■ **Extracted material**:
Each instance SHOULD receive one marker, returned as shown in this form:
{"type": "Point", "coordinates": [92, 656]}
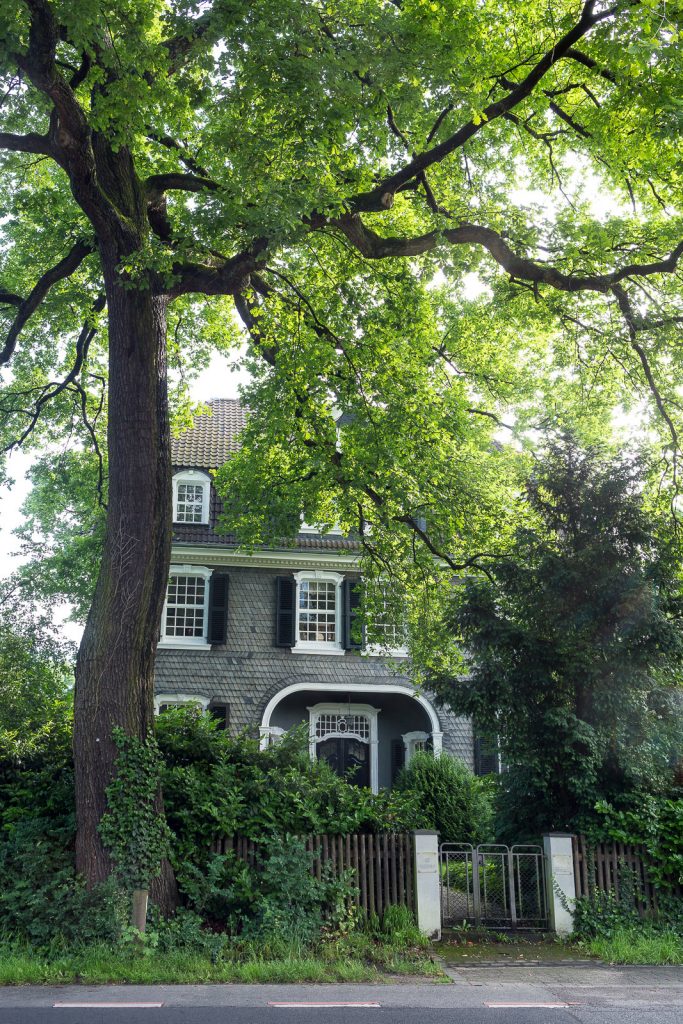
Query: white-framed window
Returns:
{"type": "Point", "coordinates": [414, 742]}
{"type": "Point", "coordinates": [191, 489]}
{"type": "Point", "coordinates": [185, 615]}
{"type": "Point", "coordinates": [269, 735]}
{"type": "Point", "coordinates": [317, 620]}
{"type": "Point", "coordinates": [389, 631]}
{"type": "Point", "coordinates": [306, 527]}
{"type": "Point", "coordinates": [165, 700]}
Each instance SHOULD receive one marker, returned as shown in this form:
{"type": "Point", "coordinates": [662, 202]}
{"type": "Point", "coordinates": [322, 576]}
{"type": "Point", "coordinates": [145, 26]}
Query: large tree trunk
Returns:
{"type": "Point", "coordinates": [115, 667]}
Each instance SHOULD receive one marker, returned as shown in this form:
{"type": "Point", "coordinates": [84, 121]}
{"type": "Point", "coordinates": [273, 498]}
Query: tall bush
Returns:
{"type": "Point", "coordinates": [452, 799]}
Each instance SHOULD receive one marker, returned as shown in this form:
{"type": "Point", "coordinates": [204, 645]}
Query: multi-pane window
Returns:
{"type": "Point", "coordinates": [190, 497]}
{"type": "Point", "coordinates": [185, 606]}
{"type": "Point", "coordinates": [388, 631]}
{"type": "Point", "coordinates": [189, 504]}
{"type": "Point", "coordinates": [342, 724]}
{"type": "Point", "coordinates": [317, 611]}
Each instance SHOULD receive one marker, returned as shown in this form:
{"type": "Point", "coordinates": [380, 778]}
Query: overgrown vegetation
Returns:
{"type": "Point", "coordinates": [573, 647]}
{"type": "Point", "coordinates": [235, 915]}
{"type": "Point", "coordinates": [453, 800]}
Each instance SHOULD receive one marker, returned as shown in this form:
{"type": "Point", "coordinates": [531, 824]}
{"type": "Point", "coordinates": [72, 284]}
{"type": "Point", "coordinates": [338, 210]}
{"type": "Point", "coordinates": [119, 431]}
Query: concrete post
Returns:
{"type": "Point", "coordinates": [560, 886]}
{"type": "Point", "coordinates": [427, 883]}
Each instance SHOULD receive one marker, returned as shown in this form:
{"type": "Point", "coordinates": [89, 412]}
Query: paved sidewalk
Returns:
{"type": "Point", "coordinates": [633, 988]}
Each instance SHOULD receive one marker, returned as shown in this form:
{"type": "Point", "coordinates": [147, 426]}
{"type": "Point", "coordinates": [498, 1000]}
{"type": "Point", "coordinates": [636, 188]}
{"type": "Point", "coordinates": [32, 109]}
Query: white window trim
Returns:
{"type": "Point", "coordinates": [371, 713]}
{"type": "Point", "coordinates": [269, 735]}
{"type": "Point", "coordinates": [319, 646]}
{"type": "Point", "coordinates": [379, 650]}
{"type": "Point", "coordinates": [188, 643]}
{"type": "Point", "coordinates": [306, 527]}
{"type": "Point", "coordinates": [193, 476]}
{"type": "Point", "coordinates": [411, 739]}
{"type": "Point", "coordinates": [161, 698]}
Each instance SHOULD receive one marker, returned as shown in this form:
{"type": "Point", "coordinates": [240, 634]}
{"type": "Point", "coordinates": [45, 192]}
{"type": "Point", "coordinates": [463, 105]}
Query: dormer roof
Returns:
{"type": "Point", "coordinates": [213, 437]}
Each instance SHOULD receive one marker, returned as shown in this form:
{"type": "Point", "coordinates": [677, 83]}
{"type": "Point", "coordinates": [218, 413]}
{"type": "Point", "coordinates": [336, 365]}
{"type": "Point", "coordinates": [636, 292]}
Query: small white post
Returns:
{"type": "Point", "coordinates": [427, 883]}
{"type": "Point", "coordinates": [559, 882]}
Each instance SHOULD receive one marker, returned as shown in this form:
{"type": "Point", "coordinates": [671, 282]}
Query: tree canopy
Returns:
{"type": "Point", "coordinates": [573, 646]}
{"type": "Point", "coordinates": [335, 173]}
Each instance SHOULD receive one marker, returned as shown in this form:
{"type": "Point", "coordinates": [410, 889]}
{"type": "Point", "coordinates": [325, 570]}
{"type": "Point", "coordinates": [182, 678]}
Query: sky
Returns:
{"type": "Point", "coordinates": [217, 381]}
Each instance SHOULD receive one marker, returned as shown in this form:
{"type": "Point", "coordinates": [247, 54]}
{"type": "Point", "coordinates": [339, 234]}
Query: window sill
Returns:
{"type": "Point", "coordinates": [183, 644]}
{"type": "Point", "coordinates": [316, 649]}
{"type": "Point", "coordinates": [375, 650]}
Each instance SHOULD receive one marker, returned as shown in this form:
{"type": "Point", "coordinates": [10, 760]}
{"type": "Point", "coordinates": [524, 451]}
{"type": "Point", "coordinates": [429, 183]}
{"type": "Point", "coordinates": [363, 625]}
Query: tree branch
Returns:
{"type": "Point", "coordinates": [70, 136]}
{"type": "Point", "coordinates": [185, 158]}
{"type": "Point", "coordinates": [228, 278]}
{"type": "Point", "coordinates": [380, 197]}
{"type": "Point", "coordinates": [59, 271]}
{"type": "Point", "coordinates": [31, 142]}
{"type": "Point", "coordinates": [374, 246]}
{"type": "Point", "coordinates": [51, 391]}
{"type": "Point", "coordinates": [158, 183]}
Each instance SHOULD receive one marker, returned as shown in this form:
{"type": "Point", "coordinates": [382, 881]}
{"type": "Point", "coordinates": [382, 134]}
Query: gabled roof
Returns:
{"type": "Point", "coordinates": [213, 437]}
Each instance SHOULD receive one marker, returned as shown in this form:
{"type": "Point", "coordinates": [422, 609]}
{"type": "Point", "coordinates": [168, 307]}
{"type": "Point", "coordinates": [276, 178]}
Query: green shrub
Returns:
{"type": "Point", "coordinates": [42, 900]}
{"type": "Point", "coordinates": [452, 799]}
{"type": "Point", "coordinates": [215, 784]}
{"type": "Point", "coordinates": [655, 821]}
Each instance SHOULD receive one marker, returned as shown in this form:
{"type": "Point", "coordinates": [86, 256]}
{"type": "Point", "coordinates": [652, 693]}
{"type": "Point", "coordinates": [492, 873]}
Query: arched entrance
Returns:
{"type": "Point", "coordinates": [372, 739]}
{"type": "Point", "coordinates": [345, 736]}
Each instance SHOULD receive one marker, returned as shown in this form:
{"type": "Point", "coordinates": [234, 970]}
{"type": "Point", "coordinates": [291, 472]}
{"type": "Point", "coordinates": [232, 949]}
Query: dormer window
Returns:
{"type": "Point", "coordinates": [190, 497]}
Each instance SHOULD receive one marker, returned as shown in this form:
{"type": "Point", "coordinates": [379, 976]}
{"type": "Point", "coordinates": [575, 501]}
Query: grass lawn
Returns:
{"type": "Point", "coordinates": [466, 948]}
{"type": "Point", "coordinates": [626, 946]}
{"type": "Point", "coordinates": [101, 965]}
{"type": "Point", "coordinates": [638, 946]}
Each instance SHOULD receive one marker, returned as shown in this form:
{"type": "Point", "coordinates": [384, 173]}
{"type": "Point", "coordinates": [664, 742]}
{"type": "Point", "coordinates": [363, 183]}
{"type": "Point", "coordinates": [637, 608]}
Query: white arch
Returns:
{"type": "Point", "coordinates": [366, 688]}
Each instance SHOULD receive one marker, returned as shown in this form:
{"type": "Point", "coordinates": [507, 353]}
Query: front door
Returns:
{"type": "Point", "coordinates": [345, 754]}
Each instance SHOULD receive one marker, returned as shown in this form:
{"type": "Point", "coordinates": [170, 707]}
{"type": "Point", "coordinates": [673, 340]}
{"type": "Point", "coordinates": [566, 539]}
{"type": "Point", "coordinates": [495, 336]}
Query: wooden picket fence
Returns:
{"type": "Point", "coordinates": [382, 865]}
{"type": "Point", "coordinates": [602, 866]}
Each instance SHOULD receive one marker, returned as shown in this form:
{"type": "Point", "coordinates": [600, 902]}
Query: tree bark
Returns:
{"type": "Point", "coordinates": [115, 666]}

■ **Exercise objective**: Find every line in the entries above that contains the word "window", and copy each one. Treat uppercase and lowercase letters as different.

■ **Finished task**:
Query: white-framed window
Query: multi-pane window
Query: white window trim
Query: window sill
Query: dormer window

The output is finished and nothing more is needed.